───── Supplied data

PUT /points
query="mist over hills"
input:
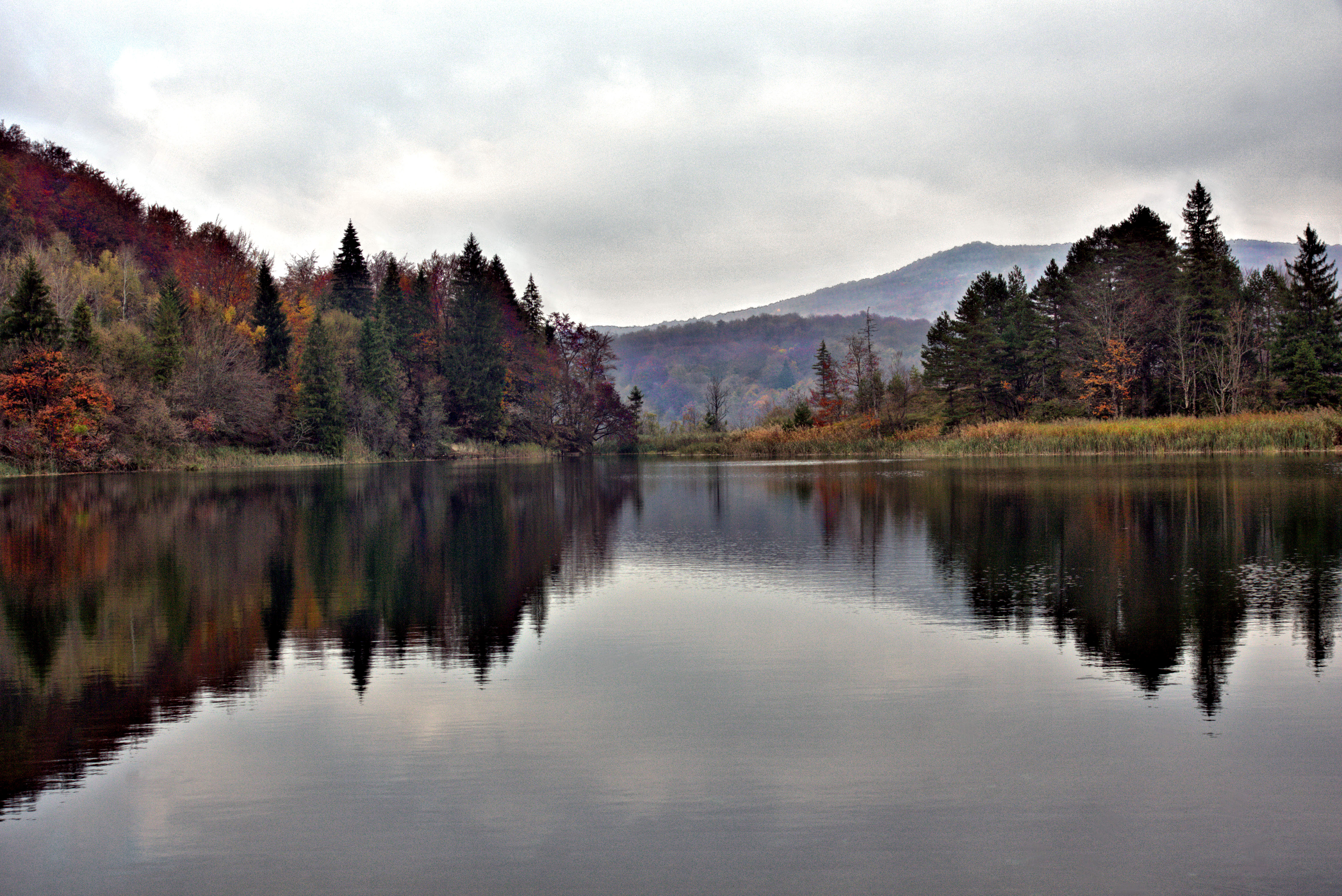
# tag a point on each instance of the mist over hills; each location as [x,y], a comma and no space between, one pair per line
[765,352]
[932,285]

──────────

What is asked:
Count the lines in the items above that contain the string "hills", and reply with only that number.

Complete answer:
2